#### [WRITTEN TASK]
Please output, as a JSON list of strings with one string per line and blank lines omitted, only the items below from the line with "Expected: one point per instance of the blue cap, each" up to and including the last line of the items.

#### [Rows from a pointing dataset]
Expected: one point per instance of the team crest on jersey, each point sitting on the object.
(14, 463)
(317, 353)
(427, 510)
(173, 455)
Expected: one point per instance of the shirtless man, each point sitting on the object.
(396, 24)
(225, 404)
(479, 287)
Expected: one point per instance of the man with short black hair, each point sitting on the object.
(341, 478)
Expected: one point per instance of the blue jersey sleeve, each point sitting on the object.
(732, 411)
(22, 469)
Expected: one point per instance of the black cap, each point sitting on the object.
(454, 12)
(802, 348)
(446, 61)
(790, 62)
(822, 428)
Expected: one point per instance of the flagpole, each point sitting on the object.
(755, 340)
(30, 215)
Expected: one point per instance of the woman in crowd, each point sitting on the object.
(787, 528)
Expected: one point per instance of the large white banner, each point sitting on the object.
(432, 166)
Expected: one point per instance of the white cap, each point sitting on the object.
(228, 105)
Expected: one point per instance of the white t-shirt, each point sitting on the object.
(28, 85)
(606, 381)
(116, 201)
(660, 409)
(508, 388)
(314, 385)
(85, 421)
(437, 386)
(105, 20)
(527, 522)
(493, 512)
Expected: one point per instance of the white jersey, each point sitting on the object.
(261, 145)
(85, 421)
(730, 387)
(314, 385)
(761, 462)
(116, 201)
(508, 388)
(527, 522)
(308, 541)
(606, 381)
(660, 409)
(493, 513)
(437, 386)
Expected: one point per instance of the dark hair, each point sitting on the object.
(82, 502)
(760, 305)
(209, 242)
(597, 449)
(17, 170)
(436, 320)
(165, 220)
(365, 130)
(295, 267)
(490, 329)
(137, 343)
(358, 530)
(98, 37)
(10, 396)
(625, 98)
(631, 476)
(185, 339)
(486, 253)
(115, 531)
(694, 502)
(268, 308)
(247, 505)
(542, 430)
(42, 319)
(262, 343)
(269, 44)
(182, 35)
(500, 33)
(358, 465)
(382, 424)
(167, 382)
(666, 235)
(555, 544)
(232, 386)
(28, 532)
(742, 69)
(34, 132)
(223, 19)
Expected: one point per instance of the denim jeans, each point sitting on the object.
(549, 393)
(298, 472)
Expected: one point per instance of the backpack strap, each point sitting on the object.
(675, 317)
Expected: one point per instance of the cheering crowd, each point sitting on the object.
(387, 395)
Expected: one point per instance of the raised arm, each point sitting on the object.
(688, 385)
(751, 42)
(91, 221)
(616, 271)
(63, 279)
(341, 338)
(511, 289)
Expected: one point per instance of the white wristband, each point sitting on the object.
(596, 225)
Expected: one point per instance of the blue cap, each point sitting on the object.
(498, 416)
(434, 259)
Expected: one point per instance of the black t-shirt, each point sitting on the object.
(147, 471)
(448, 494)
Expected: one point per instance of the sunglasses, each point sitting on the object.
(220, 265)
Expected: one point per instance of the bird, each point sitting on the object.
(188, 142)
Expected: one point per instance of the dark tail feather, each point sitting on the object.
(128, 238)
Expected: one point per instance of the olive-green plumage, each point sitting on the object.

#### [SOLUTION FOR THIS EXERCISE]
[
  "Expected: one point per instance of the blue cap, each point sitting on the object.",
  "(498, 416)",
  "(434, 259)",
  "Expected: one point per instance of the black t-shirt, each point sitting on the object.",
  "(147, 471)",
  "(448, 494)",
  "Expected: one point per instance of the sunglasses, each point sitting on the object.",
  "(220, 265)",
  "Expected: one point per instance of the bird, each point sitting on the object.",
  "(188, 142)",
  "Expected: one point per instance of the dark tail feather, each point sitting on the object.",
  "(128, 238)",
  "Expected: one point per instance of the olive-green plumage, each point sitting on the object."
]